Text block:
I was with him from the beginning of his sufferings here, and I helped him while he was alive as well as I could and knew how; and would it be honorable to leave him now without respect, without prayer together with you for his soul which suffered so much, on this day which is so great for him?! He was my friend and father and – forgive me my heart is there, in this confining tomb, in the grave with Vladika. My heart weeps over my father! However, these tears are only tribute-money paid to our human nature. It is not right to give oneself over to excessive sorrow for the reposed, for the remembrance of the righteous is with praises (Prov. 10:7). Let us marvel at the greatness of God: how wondrous is God in His Saints!
Yes, the death of the righteous is the end of the battle with the passions of the flesh; after death the strugglers are glorified and receive victorious crowns.
Who, if not Vladika John, mastered his body? As you know, he did not give it rest day or night. Only a shadow remained of it. His bodily members were worn out from fasting and from the labor of vigil. Grant him, O Lord, the eternal stronghold and lead him into Thy eternal light!
With the hope of the ancient saints he labored fervently to give rest to those sorrowing and in need. May he repose in Thy harbor, O Lord!
Sorrow has come to us: we have been deprived of him who took care of us. I received a letter from him in which his concern for me was manifested. Perhaps this was the last letter that he wrote in his lifehe wrote it on July 1st, and on the seal of the Seattle post office on the envelope is indicated the date July 2nd, in the afternoon, that is, the day of his repose.
But we must know that the hour of his departure was determined by the Lord; wherefore, restrain your tears and raise your voice in praise of this struggler!
O our beloved Vladika! The Church remembers your zeal, for you were her true archpastor, and by your prayer you saved your flock!
You were a priest like unto Aaron; you were a chief-priest like unto Moses; Joseph did you emulate in continence, and in zeal Elias.
Always before your eyes was the image of your Lord; with indefatigable zeal you strove toward the goal which the Lord pointed out to you; wherefore as His faithful slave the Lord called you to Himself and separated you from us.
Your working day did not end with night; night was the field of your labors of prayer. Therefore, it may be that it happened not without God's Providence that we sang your funeral and buried you at night.
Now you no longer bear the burden of your body; from henceforth your lot is in Paradise.
Who does not weep over your departure? Who does not rejoice over the crown which you have obtained? Praise be to Him Who chose you!

Given data:
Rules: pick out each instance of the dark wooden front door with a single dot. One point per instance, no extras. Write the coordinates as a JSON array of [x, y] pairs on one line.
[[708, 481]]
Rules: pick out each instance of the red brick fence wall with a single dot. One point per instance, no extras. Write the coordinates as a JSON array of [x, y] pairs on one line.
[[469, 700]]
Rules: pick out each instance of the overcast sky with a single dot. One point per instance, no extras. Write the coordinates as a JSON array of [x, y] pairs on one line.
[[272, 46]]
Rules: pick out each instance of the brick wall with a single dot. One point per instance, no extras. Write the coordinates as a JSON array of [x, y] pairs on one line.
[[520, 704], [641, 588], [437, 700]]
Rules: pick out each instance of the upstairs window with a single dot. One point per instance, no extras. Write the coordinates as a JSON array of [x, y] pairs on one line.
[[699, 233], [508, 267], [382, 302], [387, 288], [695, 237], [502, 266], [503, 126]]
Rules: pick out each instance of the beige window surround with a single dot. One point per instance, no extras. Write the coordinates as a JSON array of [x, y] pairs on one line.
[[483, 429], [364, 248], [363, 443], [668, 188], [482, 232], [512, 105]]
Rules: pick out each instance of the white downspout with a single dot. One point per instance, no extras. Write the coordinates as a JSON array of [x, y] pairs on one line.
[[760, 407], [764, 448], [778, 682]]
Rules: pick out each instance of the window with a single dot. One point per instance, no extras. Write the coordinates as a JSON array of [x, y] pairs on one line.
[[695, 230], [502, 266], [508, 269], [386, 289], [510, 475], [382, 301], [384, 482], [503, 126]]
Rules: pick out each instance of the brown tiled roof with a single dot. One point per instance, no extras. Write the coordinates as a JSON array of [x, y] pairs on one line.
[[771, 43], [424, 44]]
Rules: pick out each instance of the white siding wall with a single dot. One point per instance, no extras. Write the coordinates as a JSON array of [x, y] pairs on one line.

What you have to do:
In the eulogy for Vladika John, what date does the Seattle post office seal on the envelope of his letter show? Please answer in one sentence.

Worked answer:
The seal shows July 2nd, in the afternoon, which was the day of his repose.